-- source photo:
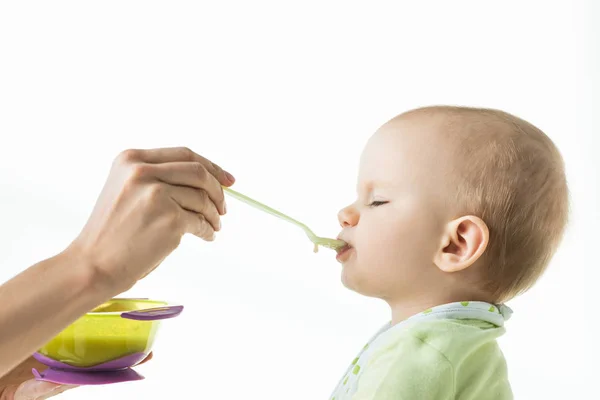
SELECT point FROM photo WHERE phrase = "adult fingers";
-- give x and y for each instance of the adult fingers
(197, 201)
(178, 154)
(191, 174)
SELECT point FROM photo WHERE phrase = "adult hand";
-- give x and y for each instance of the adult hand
(150, 200)
(18, 384)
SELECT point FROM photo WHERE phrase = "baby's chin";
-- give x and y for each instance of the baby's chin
(354, 278)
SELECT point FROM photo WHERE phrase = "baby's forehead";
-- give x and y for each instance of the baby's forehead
(415, 152)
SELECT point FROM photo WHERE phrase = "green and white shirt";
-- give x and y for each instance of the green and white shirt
(447, 352)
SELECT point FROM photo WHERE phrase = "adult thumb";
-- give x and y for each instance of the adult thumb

_ _ _ _

Problem to work on:
Reproduce every line of the records above verbatim, omitting the pictures.

Reply:
-- source photo:
SELECT point FROM photo WHERE phrase = "adult fingers";
-- give x and y for each instance of the adult fingers
(197, 201)
(178, 154)
(191, 174)
SELECT point FROM photo WHERE phrase = "adult hand";
-- give x and y for each instance of the adult hand
(150, 200)
(18, 384)
SELECT point FROM photo WHERE phrase = "baby's chin";
-- give x and y for each instance of the baby's chin
(354, 278)
SELECT point FROM photo WHERE phrase = "baby's forehead";
-- give x and y for each instance of the baby's forehead
(415, 152)
SELECT point FROM photo WHERE phrase = "green and white shirt";
-- give x and y for each instance of the green and white shirt
(447, 352)
SELECT point FROM photo WHERE phrase = "adult thumb";
-- give x and y for each instance of the adult thumb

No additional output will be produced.